#### [Task to carry out]
Would you copy, word for word, the rows from the very beginning up to and including the line that contains "column 272, row 49"?

#### [Data for processing]
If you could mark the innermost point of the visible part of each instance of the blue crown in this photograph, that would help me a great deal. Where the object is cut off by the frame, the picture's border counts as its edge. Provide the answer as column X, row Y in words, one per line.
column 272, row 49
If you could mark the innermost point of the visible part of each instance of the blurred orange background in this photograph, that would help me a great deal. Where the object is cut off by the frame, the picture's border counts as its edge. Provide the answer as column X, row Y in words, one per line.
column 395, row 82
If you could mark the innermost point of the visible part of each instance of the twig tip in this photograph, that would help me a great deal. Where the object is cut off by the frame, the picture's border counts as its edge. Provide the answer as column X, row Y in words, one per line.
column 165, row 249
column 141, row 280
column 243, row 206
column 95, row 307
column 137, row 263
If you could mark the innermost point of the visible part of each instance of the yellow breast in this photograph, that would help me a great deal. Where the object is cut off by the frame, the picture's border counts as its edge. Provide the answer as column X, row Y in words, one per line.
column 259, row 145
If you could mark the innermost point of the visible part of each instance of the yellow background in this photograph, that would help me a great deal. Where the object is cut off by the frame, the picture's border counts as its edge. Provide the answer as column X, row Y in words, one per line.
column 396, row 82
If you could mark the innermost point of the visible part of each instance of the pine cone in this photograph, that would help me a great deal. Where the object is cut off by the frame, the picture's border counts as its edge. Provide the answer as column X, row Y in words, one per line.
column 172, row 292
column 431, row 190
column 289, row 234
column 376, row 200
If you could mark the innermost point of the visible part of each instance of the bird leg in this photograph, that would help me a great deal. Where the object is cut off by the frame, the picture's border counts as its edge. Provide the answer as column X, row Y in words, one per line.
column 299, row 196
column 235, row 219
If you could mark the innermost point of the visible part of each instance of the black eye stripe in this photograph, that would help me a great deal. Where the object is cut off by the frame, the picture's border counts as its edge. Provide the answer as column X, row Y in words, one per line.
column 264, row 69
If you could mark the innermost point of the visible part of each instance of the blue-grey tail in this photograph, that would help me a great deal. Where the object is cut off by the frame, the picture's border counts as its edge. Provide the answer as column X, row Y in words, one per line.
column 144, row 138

#### [Output of the exercise]
If you could mark the innermost point of the visible part of each instance of the blue crown in this photograph, that would help me a great deal. Where the object is cut off by the frame, the picture's border counts as its edge. Provide the answer as column X, row Y in words, one per line.
column 272, row 49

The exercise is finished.